- [TASK INSTRUCTIONS]:
Across the entries that follow, count the lines with the string "orchid" and reply with that count alone.

** AVAILABLE DATA follows **

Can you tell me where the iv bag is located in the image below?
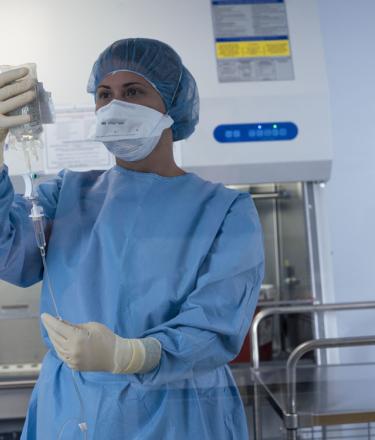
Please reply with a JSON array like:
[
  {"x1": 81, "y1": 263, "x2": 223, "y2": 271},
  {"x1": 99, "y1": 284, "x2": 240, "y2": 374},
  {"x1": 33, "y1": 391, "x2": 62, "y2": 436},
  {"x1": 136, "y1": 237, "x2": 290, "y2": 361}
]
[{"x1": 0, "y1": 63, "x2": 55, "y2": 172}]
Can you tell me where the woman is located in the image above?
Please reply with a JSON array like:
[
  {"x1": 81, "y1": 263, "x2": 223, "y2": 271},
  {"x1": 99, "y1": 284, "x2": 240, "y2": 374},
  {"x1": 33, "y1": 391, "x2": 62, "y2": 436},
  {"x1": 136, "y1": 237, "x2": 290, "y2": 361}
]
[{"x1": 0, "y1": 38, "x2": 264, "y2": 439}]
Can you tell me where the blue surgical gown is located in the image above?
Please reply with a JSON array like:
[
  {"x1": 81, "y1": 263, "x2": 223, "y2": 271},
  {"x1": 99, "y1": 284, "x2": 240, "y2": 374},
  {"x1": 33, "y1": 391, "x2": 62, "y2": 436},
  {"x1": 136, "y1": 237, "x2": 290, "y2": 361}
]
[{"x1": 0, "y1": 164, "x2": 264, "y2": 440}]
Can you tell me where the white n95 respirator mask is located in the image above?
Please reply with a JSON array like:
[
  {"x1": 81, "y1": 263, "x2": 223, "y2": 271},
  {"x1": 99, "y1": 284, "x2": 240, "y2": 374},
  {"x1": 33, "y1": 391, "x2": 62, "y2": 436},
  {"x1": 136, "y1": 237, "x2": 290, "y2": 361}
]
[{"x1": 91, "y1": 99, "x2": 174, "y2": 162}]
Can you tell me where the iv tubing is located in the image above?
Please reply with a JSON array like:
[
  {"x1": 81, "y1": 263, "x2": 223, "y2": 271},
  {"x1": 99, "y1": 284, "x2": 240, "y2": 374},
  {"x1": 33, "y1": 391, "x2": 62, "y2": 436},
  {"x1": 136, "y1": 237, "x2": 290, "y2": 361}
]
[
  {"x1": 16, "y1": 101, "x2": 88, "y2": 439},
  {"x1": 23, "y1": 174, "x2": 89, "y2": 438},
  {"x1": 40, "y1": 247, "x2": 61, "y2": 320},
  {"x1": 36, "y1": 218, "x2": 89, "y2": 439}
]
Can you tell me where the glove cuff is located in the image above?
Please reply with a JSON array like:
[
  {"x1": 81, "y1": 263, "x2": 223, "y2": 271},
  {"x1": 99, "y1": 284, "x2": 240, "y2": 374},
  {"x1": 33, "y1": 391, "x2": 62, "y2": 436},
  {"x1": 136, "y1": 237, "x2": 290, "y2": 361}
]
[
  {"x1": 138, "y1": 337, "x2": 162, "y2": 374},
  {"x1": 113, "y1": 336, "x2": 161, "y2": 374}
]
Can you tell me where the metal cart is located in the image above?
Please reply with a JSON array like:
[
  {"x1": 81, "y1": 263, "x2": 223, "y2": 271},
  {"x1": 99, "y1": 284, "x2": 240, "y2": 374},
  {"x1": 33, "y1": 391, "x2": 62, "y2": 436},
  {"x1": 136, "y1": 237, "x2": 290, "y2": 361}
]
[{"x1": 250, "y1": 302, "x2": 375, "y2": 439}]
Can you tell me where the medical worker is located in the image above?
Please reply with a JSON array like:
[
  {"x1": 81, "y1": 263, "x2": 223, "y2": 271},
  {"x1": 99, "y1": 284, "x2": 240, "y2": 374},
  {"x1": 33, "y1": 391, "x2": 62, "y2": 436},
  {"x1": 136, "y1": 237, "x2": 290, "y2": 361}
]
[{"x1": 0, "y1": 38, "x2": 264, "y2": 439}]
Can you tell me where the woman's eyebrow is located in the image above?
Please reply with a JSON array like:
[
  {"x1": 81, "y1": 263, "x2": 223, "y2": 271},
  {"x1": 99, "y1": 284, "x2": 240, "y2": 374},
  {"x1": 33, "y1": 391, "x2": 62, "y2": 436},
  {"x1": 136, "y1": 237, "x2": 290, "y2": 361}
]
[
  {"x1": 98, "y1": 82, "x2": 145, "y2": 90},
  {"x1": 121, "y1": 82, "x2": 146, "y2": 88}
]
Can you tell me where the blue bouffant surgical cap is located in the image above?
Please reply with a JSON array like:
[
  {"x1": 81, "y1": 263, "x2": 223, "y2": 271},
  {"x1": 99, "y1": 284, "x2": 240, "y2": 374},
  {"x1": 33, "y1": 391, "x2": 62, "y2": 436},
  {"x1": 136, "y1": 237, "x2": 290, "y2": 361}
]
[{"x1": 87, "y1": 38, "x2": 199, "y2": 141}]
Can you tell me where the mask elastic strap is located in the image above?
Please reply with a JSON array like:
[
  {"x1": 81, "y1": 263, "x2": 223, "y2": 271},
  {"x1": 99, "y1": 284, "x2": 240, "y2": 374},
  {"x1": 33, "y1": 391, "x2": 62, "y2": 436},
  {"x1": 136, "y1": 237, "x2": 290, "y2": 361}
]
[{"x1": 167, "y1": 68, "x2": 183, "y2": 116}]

** End of AVAILABLE DATA **
** AVAILABLE DATA follows **

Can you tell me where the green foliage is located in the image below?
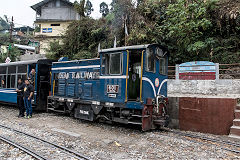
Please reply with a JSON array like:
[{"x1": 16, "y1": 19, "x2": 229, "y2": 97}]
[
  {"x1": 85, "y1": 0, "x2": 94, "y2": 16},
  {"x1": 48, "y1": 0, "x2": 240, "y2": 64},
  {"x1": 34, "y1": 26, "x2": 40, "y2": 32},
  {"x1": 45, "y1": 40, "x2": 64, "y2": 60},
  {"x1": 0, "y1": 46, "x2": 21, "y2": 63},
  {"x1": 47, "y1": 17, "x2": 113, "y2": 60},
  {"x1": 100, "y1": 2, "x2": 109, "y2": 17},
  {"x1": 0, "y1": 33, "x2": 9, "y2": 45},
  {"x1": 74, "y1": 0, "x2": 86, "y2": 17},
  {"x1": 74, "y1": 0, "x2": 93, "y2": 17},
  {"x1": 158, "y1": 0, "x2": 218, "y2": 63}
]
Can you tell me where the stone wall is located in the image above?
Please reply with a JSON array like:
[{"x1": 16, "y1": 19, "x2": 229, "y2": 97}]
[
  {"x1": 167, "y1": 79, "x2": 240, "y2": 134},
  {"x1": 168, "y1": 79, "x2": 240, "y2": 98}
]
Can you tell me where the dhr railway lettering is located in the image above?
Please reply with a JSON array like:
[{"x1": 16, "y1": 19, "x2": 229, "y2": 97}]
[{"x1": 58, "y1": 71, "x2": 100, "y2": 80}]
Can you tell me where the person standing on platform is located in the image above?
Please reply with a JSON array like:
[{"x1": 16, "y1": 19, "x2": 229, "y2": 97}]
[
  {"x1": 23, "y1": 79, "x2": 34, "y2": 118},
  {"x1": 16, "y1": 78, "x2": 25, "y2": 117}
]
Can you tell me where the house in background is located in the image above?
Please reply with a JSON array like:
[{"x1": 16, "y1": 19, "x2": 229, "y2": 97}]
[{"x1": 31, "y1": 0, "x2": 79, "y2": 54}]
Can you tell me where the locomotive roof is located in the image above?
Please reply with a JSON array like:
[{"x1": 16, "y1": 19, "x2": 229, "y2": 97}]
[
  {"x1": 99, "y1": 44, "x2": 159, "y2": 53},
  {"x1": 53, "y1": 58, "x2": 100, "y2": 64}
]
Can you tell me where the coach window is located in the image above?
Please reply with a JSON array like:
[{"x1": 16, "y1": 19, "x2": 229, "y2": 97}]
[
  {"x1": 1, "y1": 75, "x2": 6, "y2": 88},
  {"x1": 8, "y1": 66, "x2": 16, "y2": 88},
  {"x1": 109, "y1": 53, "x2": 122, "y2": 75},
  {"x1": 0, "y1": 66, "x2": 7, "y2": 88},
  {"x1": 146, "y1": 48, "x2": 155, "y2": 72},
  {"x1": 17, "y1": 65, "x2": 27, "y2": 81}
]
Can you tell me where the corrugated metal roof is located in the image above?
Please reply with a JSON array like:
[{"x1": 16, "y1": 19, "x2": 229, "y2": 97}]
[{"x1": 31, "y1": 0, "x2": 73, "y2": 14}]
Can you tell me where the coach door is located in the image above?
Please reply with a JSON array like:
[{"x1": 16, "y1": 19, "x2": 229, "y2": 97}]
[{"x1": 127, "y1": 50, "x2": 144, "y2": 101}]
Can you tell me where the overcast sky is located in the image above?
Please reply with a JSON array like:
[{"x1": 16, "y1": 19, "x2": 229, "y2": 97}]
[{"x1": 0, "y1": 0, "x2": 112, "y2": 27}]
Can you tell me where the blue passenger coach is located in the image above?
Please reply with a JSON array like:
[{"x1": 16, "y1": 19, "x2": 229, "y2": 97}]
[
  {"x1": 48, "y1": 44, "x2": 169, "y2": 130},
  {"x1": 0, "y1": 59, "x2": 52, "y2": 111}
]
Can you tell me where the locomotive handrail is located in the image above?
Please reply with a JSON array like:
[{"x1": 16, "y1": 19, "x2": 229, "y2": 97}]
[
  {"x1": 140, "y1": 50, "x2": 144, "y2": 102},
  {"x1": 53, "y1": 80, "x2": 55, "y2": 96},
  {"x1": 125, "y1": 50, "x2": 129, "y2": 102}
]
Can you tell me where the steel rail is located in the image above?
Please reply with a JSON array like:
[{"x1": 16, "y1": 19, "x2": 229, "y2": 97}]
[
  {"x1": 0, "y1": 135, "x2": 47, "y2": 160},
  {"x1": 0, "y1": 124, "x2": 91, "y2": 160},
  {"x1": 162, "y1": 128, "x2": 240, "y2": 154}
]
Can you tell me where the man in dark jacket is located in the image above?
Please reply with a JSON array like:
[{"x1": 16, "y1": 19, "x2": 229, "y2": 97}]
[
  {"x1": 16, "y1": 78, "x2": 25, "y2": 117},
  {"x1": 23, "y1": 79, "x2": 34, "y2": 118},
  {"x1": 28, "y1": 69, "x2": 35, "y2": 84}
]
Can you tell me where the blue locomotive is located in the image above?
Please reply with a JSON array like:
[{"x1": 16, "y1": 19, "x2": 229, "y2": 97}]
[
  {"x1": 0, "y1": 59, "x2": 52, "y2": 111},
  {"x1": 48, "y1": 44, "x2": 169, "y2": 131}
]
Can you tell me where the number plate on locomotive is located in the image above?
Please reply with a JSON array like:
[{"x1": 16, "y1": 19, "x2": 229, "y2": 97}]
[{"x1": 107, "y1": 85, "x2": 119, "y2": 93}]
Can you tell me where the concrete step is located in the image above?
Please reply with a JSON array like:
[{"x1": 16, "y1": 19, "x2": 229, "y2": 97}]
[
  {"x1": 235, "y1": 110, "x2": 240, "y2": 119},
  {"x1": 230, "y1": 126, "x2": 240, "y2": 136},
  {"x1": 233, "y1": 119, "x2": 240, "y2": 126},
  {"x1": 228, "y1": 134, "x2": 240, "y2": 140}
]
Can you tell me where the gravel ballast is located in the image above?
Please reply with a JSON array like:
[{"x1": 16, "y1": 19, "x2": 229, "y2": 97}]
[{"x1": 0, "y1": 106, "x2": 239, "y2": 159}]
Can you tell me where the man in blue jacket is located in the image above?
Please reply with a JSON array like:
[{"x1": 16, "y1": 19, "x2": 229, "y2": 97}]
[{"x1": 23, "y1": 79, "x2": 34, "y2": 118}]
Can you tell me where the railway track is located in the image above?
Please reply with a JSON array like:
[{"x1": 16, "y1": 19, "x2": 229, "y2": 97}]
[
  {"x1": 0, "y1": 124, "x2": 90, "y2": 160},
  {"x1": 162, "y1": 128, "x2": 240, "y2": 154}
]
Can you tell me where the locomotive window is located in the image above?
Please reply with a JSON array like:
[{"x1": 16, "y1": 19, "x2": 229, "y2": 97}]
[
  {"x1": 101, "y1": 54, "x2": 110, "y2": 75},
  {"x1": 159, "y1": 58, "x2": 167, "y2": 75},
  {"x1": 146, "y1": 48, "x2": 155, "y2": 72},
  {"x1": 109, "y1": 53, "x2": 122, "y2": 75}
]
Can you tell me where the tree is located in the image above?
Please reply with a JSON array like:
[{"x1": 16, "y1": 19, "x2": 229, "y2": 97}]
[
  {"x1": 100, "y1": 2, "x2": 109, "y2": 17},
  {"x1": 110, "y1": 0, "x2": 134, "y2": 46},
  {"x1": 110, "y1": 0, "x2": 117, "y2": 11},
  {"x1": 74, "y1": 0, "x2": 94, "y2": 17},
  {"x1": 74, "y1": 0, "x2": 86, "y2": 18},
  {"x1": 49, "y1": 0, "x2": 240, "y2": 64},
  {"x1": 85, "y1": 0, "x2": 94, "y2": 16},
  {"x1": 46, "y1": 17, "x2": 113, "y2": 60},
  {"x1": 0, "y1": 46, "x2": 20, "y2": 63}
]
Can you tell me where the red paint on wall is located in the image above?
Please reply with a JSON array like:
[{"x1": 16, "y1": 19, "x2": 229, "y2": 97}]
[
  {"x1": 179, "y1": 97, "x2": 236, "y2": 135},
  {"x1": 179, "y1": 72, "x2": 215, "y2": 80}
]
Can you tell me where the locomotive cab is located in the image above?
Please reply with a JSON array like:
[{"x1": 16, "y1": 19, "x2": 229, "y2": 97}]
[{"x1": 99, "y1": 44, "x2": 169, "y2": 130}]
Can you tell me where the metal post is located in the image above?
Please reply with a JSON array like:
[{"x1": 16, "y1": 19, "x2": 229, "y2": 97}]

** End of AVAILABLE DATA **
** AVAILABLE DATA follows **

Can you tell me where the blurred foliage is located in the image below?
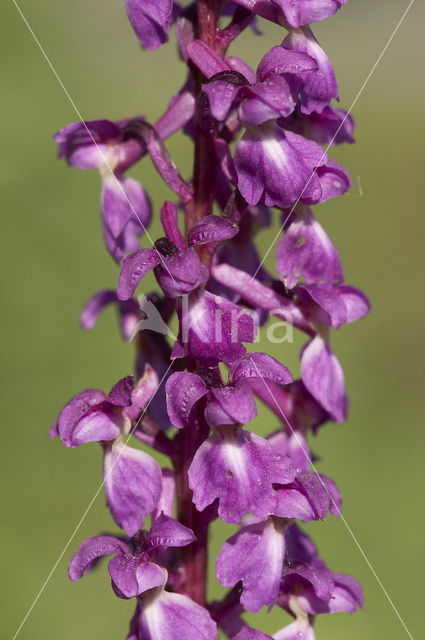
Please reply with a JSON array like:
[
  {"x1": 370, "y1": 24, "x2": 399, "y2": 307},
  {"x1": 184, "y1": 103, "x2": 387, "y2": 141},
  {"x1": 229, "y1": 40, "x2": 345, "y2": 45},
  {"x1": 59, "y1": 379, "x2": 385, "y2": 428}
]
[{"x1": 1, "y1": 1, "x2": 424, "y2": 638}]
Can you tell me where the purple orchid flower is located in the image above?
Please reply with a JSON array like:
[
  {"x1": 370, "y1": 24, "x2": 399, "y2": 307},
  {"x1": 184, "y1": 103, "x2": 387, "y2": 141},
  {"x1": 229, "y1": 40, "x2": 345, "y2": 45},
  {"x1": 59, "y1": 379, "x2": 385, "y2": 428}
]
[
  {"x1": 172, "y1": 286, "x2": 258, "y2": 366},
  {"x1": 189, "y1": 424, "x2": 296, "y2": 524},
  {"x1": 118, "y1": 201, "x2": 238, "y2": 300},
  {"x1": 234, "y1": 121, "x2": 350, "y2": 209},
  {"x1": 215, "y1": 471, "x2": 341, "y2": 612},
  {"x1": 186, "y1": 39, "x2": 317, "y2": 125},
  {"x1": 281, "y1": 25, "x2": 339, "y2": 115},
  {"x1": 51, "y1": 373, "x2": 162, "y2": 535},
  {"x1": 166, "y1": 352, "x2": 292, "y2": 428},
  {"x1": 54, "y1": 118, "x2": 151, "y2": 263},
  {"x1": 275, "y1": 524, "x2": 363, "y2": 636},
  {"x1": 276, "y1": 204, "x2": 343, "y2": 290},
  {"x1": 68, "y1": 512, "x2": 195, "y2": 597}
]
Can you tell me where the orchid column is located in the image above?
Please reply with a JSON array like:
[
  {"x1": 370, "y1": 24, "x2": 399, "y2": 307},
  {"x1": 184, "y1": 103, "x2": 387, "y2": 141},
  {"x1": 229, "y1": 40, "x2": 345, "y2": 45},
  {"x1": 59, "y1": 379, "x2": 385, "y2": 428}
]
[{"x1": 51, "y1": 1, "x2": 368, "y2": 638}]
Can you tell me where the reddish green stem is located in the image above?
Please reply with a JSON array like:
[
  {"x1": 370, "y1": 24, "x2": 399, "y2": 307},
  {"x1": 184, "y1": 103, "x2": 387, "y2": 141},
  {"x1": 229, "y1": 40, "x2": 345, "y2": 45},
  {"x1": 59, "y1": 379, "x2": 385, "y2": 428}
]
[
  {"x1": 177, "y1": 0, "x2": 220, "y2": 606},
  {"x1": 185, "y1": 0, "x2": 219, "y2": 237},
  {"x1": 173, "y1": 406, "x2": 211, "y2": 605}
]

** End of AVAILABLE DATA **

- [WRITTEN ANSWER]:
2